» 练习任务:
(1) 将有关 bs4 剥离链接的讨论帖中从“替换soup中的子字符串,您”一直到“x['href'] = x['href'].replace('https://www.lolinez.com/?','')”的部分原样照录。
(2) 根据有关 bs4 剥离链接的讨论帖,回答下列问题:
(a) 提问者曾尝试使用美汤的哪个功能?
(b) 选项#1 中,替换子字符串后的 string 传递给哪个构造函数?
(c) 选项#2 中,用于选出所有包含 www.lolinez.com 的 <a> 的选择器是什么?
(3) 接着有关 bs4 剥离链接的讨论帖的末句续写下去。

» 原始文档:
问题:如何剥离此链接以删除不需要的数据(bs4)?

这是 HTML 的样子:

<div class="full-news none">
     Demo: <a href="https://www.lolinez.com/?https://www.makemytrip.com" 
    rel="external noopener noreferrer" target="_blank">https://www.makemytrip.com</a>
   <br/>

怎样才能把这部分从href:https://www.lolinez.com/?中去掉,让最终的输出变成这样:

 <div class="full-news none">
         Demo: <a href="https://www.makemytrip.com" 
        rel="external noopener noreferrer" target="_blank">https://www.makemytrip.com</a>
       <br/>

我试过用美汤的decompose功能,但是完全去掉了整个标签,请问怎么解决?

解答

注意 如果没有额外的上下文,我会缩小到以下方法

选项#1

将您的子字符串替换为您传递给BeautifulSoup构造函数的string:

soup = BeautifulSoup(YOUR_STRING.replace('https://www.lolinez.com/?',''), 'lxml')

选项#2

替换soup中的子字符串,您可以选择所有包含www.lolinez.com的<a>并替换其href的值:

for x in soup.select('a[href*="www.lolinez.com"]'):
    x['href'] = x['href'].replace('https://www.lolinez.com/?','')

» 数据行:

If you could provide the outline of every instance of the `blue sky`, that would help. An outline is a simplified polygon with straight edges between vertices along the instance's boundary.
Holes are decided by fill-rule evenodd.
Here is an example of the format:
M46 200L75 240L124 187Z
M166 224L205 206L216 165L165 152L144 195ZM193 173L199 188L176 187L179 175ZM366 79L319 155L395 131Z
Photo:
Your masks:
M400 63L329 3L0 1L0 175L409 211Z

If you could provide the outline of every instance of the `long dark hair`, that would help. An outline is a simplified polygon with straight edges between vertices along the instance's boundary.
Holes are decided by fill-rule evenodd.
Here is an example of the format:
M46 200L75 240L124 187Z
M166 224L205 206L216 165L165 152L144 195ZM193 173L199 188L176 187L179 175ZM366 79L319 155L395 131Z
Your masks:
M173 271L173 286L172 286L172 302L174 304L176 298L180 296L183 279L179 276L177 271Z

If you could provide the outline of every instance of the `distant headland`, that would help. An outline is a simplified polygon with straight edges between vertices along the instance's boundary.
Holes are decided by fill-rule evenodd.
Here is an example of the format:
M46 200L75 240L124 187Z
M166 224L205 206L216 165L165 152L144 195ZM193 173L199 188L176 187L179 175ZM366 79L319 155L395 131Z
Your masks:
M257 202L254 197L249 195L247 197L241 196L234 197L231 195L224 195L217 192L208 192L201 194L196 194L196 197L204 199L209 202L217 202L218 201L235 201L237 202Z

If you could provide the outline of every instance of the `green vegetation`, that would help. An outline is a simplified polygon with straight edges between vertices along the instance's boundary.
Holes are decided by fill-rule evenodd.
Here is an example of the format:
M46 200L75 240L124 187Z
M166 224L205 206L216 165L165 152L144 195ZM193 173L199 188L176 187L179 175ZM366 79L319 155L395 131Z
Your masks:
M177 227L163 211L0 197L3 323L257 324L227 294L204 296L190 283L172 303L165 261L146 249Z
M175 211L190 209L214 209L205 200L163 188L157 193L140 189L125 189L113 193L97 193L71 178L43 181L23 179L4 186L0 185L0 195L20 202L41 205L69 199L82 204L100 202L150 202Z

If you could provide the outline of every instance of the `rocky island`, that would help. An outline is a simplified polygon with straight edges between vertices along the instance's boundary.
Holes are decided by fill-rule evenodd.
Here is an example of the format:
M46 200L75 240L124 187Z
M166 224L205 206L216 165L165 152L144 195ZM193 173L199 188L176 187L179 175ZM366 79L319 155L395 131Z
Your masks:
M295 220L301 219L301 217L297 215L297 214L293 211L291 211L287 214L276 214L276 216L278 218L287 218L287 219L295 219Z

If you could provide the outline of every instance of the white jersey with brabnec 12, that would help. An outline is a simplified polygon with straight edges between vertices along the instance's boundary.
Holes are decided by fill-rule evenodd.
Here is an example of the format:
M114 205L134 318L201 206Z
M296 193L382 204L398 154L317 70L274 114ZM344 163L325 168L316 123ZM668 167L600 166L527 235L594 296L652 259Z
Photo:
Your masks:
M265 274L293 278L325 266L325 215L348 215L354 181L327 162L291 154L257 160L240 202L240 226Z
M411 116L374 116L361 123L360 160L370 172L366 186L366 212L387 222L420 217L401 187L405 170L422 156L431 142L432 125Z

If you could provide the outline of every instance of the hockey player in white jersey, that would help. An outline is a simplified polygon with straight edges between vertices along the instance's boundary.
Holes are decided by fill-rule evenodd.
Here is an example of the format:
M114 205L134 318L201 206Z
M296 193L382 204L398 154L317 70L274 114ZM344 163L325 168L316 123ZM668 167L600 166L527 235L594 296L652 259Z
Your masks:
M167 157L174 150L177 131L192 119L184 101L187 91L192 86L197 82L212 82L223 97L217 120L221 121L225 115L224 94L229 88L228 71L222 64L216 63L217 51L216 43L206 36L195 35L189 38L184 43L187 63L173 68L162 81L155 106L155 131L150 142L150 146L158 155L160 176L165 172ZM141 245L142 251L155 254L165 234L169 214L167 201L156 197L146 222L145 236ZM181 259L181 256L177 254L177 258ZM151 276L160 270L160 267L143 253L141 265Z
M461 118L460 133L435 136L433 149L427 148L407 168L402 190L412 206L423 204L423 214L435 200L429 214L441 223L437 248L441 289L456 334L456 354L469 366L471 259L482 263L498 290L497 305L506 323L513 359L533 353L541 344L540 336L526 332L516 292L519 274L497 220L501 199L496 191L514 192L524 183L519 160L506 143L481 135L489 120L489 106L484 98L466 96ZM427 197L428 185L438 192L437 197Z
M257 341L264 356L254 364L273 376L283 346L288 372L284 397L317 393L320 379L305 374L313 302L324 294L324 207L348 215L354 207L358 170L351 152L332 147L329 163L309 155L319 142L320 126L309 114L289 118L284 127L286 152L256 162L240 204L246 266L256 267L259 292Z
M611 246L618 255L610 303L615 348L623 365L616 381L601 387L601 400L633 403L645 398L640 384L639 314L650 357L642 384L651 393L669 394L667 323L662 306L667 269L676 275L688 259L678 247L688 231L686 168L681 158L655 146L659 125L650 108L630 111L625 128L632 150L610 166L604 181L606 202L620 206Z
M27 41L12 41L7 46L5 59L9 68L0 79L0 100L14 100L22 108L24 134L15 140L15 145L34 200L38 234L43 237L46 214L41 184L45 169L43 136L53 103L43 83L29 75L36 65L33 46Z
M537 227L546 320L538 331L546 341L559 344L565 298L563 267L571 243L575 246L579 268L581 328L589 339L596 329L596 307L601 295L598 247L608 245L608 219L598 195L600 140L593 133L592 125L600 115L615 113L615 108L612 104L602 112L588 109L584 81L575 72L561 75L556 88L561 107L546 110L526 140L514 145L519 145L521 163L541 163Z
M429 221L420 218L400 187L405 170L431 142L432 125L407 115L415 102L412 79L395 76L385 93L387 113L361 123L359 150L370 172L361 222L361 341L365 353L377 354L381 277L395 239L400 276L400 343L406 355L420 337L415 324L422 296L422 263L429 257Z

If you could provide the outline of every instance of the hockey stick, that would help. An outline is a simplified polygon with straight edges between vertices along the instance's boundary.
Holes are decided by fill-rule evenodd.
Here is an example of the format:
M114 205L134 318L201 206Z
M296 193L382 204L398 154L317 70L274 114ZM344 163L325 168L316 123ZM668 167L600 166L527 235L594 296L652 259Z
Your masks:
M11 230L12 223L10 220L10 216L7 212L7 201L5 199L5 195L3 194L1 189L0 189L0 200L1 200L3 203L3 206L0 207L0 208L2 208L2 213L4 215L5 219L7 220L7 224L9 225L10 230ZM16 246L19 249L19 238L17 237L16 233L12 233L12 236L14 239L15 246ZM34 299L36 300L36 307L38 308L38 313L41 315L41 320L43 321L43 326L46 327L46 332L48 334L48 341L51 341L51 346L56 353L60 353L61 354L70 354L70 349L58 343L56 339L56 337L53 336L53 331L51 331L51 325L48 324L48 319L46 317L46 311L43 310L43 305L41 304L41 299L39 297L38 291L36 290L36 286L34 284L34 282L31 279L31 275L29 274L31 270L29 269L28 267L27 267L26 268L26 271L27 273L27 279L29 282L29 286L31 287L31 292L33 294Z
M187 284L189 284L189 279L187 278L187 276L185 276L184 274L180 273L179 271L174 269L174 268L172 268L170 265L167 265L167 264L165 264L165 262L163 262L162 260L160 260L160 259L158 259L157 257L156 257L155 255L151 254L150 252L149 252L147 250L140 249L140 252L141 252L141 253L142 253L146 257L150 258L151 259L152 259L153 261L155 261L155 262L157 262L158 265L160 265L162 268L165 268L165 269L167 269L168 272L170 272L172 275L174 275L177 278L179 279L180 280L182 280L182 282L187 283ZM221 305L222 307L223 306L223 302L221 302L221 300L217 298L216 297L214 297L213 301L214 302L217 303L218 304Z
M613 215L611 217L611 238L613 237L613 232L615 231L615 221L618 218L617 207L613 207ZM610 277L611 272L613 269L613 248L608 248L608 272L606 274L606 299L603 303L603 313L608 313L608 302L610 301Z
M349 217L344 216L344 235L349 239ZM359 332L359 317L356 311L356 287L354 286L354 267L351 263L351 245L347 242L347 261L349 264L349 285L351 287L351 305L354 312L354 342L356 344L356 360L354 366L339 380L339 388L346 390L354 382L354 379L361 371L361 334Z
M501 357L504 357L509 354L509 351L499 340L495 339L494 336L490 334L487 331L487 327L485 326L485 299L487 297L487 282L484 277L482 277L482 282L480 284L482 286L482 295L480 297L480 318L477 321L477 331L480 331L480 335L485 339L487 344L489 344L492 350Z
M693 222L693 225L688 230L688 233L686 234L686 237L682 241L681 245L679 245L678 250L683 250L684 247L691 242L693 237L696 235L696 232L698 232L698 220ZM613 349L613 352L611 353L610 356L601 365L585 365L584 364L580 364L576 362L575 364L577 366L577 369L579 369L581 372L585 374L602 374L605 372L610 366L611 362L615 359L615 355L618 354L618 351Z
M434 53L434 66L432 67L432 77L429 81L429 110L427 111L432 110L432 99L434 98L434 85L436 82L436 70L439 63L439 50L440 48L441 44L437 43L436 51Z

» 任务答案:
(1)
替换soup中的子字符串,您可以选择所有包含www.lolinez.com的<a>并替换其href的值:

for x in soup.select('a[href*="www.lolinez.com"]'):
    x['href'] = x['href'].replace('https://www.lolinez.com/?','')

(2)
(a) decompose 功能。
(b) BeautifulSoup 构造函数。
(c) 'a[href*="www.lolinez.com"]'

(3)
示例

import bs4, requests
from bs4 import BeautifulSoup

html='''
<a href="https://www.lolinez.com/?https://www.makemytrip.com" rel="external noopener noreferrer" target="_blank">https://www.makemytrip.com</a>
<a href="https://www.makemytrip.com" rel="external noopener noreferrer" target="_blank">https://www.makemytrip.com</a>
<a href="https://www.lolinez.com/?https://www.makemytrip.com" rel="external noopener noreferrer" target="_blank">https://www.makemytrip.com</a>
'''

soup = BeautifulSoup(html, 'lxml')

for x in soup.select('a[href*="www.lolinez.com"]'):
    x['href'] = x['href'].replace('https://www.lolinez.com/?','')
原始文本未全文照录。